▶ [EXERCISE TASK] Pull out the rows below and reproduce every line of them without changing anything.

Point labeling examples
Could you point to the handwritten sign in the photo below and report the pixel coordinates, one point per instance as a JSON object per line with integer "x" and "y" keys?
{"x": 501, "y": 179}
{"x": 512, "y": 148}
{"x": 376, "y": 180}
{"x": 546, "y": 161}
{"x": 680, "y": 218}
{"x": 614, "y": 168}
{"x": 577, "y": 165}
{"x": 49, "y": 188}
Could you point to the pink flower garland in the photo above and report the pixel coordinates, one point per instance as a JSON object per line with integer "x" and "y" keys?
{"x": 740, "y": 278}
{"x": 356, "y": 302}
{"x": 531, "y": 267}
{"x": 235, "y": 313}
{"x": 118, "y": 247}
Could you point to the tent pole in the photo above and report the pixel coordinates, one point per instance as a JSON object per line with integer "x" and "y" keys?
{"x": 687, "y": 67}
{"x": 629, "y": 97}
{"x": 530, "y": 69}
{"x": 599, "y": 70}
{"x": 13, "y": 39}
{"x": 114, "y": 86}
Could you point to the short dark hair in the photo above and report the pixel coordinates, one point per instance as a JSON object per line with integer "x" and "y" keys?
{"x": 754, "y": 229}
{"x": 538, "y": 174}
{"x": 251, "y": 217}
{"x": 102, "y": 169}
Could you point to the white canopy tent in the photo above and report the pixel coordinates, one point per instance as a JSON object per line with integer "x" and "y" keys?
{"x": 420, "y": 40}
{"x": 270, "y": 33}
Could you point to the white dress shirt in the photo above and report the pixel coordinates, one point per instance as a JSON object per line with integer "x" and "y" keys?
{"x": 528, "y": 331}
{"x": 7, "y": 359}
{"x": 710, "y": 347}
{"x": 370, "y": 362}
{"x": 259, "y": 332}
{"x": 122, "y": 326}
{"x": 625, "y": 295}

▶ [REPLY]
Could you point to the handwritten sign in the photo below and report the pixel coordinates, one point per instance as a JSON object per line with integer "x" and "y" keys?
{"x": 501, "y": 179}
{"x": 512, "y": 148}
{"x": 376, "y": 180}
{"x": 546, "y": 161}
{"x": 680, "y": 218}
{"x": 614, "y": 168}
{"x": 577, "y": 165}
{"x": 49, "y": 188}
Could you point to the pink flower garland in the photo above and report the pixel coordinates, one point per instance as a JSON object per line with integer "x" and "y" keys?
{"x": 740, "y": 278}
{"x": 356, "y": 302}
{"x": 531, "y": 267}
{"x": 235, "y": 313}
{"x": 118, "y": 247}
Could you point to the tent pole in the photo above and report the pixel coordinates, one point per instance as a JSON object per line with integer "x" and "y" keys?
{"x": 687, "y": 67}
{"x": 629, "y": 97}
{"x": 530, "y": 69}
{"x": 599, "y": 70}
{"x": 13, "y": 39}
{"x": 114, "y": 86}
Could you point to the short dark hair in the photo above and report the pixel coordinates, one point per instance as a JSON object per line with integer "x" and "y" keys?
{"x": 754, "y": 229}
{"x": 538, "y": 174}
{"x": 251, "y": 217}
{"x": 102, "y": 169}
Could you point to the white canopy tent in the photo above and report the pixel coordinates, one point per instance as a JSON object per line with integer "x" and "y" keys?
{"x": 420, "y": 40}
{"x": 270, "y": 33}
Could you point to the white dress shirt in the photo above and report the pixel coordinates, one point per instance as a JSON object per line with integer "x" and "y" keys?
{"x": 528, "y": 331}
{"x": 7, "y": 359}
{"x": 710, "y": 347}
{"x": 370, "y": 362}
{"x": 259, "y": 332}
{"x": 122, "y": 326}
{"x": 625, "y": 295}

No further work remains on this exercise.